▶ _Text provided_:
+++
If you’re asking yourself questions such as “Are we doing things the right way?” or “Can we do this better?” why not get in touch and let’s explore how TechConnect can deliver results for your business as you undertake a digital transformation.

TechConnect achieves AWS Data and Analytics Competency

TechConnect Directors - Amazon Web Services - Data and Analytics Competency

AWS Data and Analytics Competency

Proves technical proficiency, operational excellence, security, reliability and 360-degree customer delivery capability; Cites major client projects with Virgin’s Velocity Frequent Flyer and IntelliHQ.

TechConnect IT Solutions (TechConnect), a leading provider of cloud services and an Amazon Web Services (AWS) Advanced Consulting Partner, today announces it has been awarded AAWS Data and Analytics Competency certification; the only Advanced Consulting Partner in Australia to achieve this prestigious competency level.

The AWS Competency Program recognises partners who demonstrate technical proficiency and proven customer success in specialised solution areas. TechConnect undertook a rigorous partner validation process to be awarded the certification, including an independent audit of its technical, organisational, governance and customer capabilities; along with scrutiny of large scale, in-production customer deployments.

Customer case studies that were reviewed as part of the certification process include a customer insights project with Velocity Frequent Flyer; a predictive medicine data platform for IntelliHQ that uses heart rate variability to predict patient outcomes; and a big data analytics project with Kamala Tech that gave technical users data to form insights across the business including areas such as data science, machine learning, marketing systems, reporting and self-service capabilities.

As healthcare comes under more and more pressure to deliver quality personalised care under constrained budgets the healthcare industry is seeing innovation with the use of data to drive efficiencies and better patient outcomes. As Machine Learning and Artificial Intelligence (AI) emerge as a driver for businesses to do more with less, healthcare can deliver better care with the same resources using data to drive out those efficiencies.

“We partner with industry in AI as we need as many talented and gifted people in this space as possible. said Dr Brent Richards. is the Medical Director of Innovation – Gold Coast Hospital and Health Service (GCHHS). “There is a lot that the industry can bring that healthcare specifically does not have in terms of hardware, software and talent.” Dr Richards played a key role in the project with IntelliHQ which is a partnership between Gold Coast Health, industry and universities to transform healthcare through AI, enhancing patient outcomes and improving quality of care, while maximising cost-effectiveness.

Oliver Rees, Chief Analytics Officer with Virgin’s Velocity Frequent Flyer program has commended TechConnect’s expertise and cites the direct benefits for member experience. “Velocity have always been a company that is passionate about using insights to understand and improve on their members’ experience. Velocity worked with TechConnect to build a platform that would allow Velocity to combine member insights in a single location to make it easier for members to then receive relevant program offers,” said Oliver Rees, Chief Analytics Officer – Velocity Frequent Flyer.

“In achieving this level of competency with AWS, TechConnect has demonstrated our ability to help customers solve their most challenging data problems within large scale production deployments. We proved that we have deep expertise in designing, implementing, and managing Data and Analytics applications on the AWS platform and have delivered solutions seamlessly in the AWS Cloud environment,” said Clinton Thomson, Director of TechConnect IT Solutions.

TechConnect is a fast-growing Australian company, headquartered in Queensland and serving clients around Australia and worldwide. TechConnect helps customers extract business value from data and it has plans to grow its team to 100+ people over the next three to five years, creating graduate employment and professional development opportunities in Queensland and throughout Australia. The company has offices in Brisbane and the Gold Coast and has a graduate pathways program for top students in the STEM fields.
+++
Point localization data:
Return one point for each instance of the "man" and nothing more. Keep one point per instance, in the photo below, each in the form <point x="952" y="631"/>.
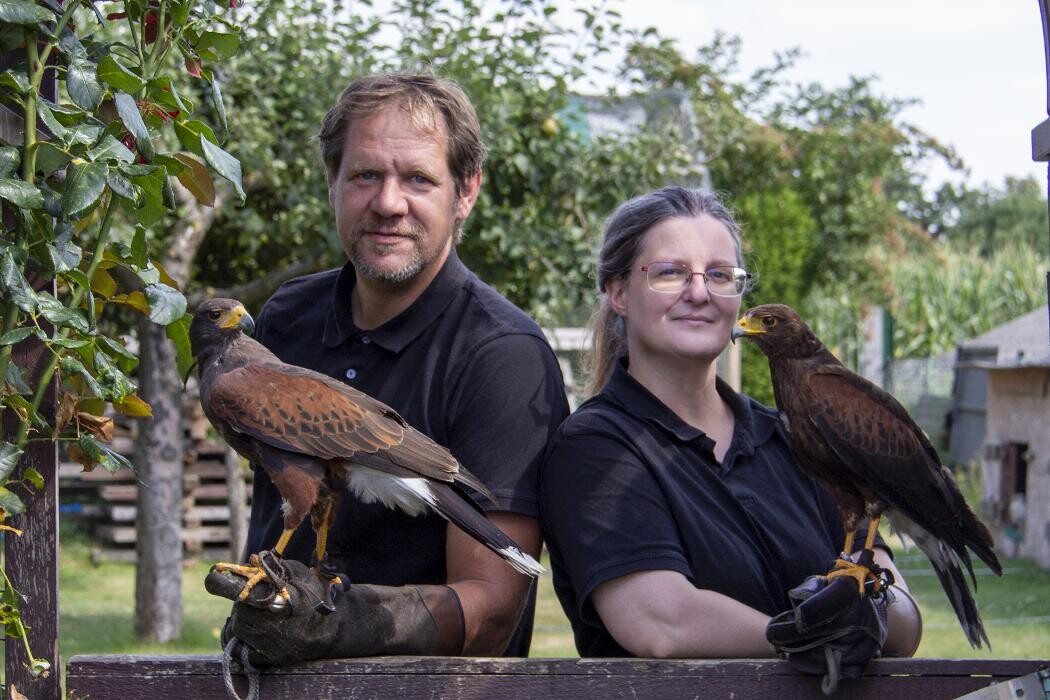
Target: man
<point x="406" y="322"/>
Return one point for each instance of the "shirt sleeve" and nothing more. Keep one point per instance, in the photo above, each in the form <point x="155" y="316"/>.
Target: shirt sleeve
<point x="508" y="401"/>
<point x="605" y="515"/>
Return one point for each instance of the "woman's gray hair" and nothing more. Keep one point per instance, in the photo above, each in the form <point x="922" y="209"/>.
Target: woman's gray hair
<point x="625" y="234"/>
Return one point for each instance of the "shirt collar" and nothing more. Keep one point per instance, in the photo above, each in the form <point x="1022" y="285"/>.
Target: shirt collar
<point x="754" y="423"/>
<point x="397" y="333"/>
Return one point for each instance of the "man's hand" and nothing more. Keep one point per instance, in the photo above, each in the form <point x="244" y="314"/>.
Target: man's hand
<point x="366" y="619"/>
<point x="831" y="630"/>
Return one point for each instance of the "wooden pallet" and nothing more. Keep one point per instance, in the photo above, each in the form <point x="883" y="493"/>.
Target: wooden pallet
<point x="107" y="501"/>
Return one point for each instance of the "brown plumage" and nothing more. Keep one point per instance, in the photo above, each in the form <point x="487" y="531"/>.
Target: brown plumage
<point x="317" y="437"/>
<point x="858" y="442"/>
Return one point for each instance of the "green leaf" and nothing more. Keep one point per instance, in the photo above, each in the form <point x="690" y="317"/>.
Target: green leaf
<point x="17" y="335"/>
<point x="84" y="189"/>
<point x="9" y="454"/>
<point x="163" y="92"/>
<point x="50" y="157"/>
<point x="166" y="304"/>
<point x="140" y="254"/>
<point x="195" y="177"/>
<point x="9" y="160"/>
<point x="190" y="131"/>
<point x="47" y="117"/>
<point x="123" y="187"/>
<point x="102" y="454"/>
<point x="179" y="333"/>
<point x="8" y="501"/>
<point x="216" y="99"/>
<point x="110" y="148"/>
<point x="71" y="343"/>
<point x="111" y="379"/>
<point x="59" y="314"/>
<point x="15" y="284"/>
<point x="119" y="77"/>
<point x="131" y="118"/>
<point x="83" y="85"/>
<point x="21" y="193"/>
<point x="64" y="254"/>
<point x="225" y="165"/>
<point x="217" y="46"/>
<point x="34" y="476"/>
<point x="71" y="365"/>
<point x="22" y="12"/>
<point x="150" y="185"/>
<point x="15" y="380"/>
<point x="125" y="358"/>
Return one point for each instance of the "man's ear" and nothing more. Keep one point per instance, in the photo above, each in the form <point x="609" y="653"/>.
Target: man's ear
<point x="467" y="195"/>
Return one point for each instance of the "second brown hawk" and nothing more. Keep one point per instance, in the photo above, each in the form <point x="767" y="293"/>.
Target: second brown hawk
<point x="861" y="445"/>
<point x="316" y="437"/>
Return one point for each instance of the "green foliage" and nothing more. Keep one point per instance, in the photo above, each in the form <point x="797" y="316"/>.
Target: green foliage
<point x="990" y="218"/>
<point x="942" y="300"/>
<point x="93" y="154"/>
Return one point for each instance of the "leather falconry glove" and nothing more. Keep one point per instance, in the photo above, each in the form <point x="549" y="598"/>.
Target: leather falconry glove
<point x="324" y="620"/>
<point x="831" y="630"/>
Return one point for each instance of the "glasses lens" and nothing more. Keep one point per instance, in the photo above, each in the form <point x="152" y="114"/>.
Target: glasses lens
<point x="667" y="276"/>
<point x="726" y="281"/>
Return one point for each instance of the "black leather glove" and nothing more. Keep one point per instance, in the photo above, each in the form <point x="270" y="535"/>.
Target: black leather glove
<point x="362" y="620"/>
<point x="831" y="630"/>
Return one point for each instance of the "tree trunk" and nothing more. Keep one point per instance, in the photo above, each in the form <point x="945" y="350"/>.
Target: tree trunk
<point x="159" y="455"/>
<point x="237" y="497"/>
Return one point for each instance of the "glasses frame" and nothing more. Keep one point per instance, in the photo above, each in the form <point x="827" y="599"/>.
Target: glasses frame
<point x="704" y="274"/>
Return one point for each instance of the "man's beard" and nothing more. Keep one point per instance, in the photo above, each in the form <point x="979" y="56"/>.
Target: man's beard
<point x="420" y="259"/>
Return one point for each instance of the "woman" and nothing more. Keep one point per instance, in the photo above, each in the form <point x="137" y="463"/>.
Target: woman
<point x="675" y="517"/>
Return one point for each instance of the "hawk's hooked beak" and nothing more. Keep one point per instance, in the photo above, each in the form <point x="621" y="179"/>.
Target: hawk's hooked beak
<point x="238" y="317"/>
<point x="743" y="329"/>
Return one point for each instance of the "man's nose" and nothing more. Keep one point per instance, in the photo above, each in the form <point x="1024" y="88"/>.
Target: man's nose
<point x="390" y="200"/>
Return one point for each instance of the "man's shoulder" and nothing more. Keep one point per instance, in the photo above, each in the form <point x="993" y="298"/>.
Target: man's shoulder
<point x="297" y="308"/>
<point x="303" y="290"/>
<point x="494" y="313"/>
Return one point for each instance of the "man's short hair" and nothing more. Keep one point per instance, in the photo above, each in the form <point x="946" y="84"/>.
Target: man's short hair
<point x="423" y="97"/>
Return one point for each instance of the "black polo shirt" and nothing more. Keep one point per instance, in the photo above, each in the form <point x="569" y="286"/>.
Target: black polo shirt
<point x="628" y="486"/>
<point x="464" y="366"/>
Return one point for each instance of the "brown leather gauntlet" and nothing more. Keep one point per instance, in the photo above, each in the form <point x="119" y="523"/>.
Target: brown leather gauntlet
<point x="366" y="619"/>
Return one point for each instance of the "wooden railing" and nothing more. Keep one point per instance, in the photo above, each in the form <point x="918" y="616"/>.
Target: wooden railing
<point x="418" y="678"/>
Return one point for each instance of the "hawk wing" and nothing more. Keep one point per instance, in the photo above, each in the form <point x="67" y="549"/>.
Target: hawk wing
<point x="882" y="447"/>
<point x="301" y="410"/>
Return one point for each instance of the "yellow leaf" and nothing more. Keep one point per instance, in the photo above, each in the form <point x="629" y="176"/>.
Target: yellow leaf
<point x="100" y="426"/>
<point x="103" y="283"/>
<point x="132" y="405"/>
<point x="92" y="406"/>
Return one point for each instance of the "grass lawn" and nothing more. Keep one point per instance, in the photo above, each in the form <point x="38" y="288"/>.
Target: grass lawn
<point x="97" y="608"/>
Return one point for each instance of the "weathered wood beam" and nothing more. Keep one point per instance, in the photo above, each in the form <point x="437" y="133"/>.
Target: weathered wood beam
<point x="100" y="677"/>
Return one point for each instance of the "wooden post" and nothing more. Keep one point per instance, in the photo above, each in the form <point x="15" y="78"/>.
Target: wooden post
<point x="1041" y="134"/>
<point x="32" y="558"/>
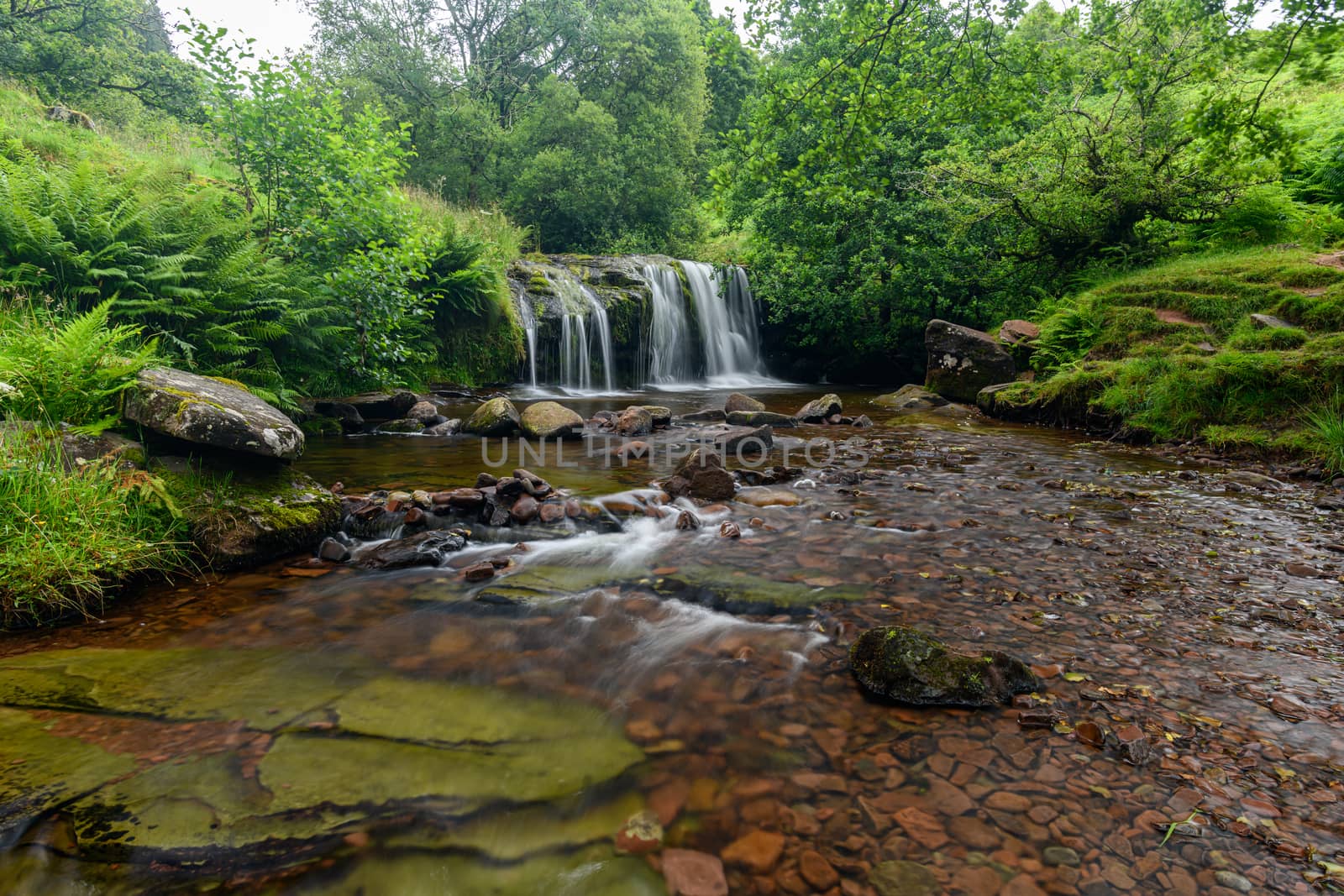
+++
Rewrite the passage of the TechConnect announcement between "If you’re asking" and "a digital transformation.", inclusive, with "digital transformation" changed to "cloud migration".

If you’re asking yourself questions such as “Are we doing things the right way?” or “Can we do this better?” why not get in touch and let’s explore how TechConnect can deliver results for your business as you undertake a cloud migration.